* TEXTAUSZUG:
* * *

Foto: EPA/ANINDITO MUKHERJEE

Madhu lernte Sameep über eine Internet-Partnerbörse kennen. Der 33-jährige Banker schien die passende Partie zu sein. Wenig später heiratete das Paar und zog nach Mumbai. Doch die Ehe wurde zum Albtraum. Der Mann begann, die 29-jährige Verlagsangestellte zu misshandeln, um mehr Mitgift zu erpressen. Mit den Nerven am Ende teilte Madhu ihren Eltern mit, dass sie ihn verlassen werde. Tags darauf fand man sie tot auf - mit Würgemalen am Hals.

* * *

* ROHDATEN:
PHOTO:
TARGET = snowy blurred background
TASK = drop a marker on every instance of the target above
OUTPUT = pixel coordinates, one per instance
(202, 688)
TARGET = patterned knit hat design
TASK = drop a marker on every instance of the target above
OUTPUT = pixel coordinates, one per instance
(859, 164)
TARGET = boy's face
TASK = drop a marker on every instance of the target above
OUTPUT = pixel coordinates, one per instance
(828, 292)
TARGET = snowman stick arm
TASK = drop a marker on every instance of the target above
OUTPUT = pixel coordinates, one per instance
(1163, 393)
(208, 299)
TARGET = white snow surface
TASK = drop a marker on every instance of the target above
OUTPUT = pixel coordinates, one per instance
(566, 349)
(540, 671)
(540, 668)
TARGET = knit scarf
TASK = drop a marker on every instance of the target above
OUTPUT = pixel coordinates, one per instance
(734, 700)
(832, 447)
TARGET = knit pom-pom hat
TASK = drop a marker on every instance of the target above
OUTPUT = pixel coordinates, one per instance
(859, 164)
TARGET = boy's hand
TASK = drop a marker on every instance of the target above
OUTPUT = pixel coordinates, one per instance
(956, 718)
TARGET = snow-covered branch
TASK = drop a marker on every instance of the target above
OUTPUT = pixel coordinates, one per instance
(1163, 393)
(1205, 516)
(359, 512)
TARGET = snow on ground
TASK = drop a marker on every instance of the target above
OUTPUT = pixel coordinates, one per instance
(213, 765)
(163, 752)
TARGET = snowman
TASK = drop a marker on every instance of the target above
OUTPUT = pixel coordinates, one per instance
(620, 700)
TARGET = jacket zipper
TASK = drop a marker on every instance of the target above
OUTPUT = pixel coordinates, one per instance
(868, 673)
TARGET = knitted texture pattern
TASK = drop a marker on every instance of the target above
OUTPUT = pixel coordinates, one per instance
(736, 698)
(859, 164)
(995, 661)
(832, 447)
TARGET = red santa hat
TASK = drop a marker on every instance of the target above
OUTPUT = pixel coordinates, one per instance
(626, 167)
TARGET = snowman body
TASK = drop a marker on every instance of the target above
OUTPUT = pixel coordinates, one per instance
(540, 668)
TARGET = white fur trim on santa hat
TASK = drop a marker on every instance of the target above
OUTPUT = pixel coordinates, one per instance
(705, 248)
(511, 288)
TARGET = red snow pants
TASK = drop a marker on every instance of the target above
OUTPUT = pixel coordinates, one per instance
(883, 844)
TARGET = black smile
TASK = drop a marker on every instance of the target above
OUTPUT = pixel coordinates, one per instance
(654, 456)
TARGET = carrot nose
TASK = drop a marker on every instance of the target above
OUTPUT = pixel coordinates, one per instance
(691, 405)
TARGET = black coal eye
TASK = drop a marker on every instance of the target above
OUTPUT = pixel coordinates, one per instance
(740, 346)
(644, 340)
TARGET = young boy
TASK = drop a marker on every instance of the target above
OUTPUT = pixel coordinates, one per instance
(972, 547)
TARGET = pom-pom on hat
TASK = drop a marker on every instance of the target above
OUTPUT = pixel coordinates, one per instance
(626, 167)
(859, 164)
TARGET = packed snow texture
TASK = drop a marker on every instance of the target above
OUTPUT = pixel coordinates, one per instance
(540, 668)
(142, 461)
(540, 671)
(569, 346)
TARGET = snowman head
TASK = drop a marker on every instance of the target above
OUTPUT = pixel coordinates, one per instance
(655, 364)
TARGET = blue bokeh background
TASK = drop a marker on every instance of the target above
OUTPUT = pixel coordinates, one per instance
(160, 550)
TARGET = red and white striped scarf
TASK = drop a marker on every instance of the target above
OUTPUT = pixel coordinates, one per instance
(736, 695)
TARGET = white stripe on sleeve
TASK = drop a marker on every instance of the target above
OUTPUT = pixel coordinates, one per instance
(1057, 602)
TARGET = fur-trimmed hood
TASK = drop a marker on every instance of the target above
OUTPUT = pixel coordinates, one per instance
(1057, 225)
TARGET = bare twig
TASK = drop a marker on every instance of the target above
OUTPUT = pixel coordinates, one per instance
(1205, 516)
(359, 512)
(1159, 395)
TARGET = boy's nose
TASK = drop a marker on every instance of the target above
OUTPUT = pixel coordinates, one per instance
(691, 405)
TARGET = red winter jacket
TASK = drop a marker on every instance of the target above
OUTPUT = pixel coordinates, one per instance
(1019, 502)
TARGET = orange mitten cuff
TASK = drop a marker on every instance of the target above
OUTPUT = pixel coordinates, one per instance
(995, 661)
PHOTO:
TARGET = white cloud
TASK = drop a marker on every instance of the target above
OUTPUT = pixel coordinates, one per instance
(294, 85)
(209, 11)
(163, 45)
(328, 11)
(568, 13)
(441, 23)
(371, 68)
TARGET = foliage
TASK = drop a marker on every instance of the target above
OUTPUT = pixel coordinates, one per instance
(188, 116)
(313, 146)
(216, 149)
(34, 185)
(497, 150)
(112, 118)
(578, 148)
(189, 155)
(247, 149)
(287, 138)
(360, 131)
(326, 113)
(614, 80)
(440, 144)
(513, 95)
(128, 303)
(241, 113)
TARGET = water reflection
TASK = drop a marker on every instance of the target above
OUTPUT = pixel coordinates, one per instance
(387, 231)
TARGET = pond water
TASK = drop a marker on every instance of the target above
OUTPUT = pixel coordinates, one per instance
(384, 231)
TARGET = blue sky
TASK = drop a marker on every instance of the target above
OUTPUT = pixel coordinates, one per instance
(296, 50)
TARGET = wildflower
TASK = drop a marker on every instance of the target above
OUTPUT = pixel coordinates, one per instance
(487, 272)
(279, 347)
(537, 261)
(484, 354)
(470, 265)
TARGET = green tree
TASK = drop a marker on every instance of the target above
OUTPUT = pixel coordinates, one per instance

* * *

* AUFGABENLISTE:
1. Fassen Sie den Textauszug über Madhus Ehe in zwei Sätzen zusammen.
2. Führen Sie den Textauszug über Madhus Ehe im Anschluss an seinen letzten Satz weiter.
Die Zeilen werden hierfür nicht benötigt.

* LÖSUNGEN DER AUFGABEN:
1. Madhu lernte den 33-jährigen Banker Sameep über eine Internet-Partnerbörse kennen, heiratete ihn und zog mit ihm nach Mumbai, doch in der Ehe begann er, sie zu misshandeln, um mehr Mitgift zu erpressen. Nachdem sie ihren Eltern mitgeteilt hatte, dass sie ihn verlassen werde, wurde sie am folgenden Tag mit Würgemalen am Hals tot aufgefunden.

2.
Jede Stunde ein Mord wegen Mitgift

Jede Stunde wird in Indien eine Frau wegen Mitgift-Streitereien ermordet. Zehntausende Babys werden jedes Jahr abgetrieben, weil sie weiblich sind. Frauen werden vergewaltigt, geschlagen, als Kinder verheiratet und wie Sklavinnen gehalten. Eine Studie der Thomson Reuters Foundation kam nun zu dem Schluss: Indien ist der frauenfeindlichste Staat der G-20, den großen Industrie- und Schwellenländern der Welt.

Schlimmste Situation für Frauen in Indien und Saudi-Arabien

Als bestes Land für Frauen stuften die 370 befragten Experten Kanada ein. Deutschland errang den zweitbesten Platz, gefolgt von Großbritannien, Australien, Frankreich und den USA. Den Schluss bildete neben Indien das reiche Saudi-Arabien, das die Rechte von Frauen massiv beschneidet und ihnen nicht einmal das Autofahren erlaubt.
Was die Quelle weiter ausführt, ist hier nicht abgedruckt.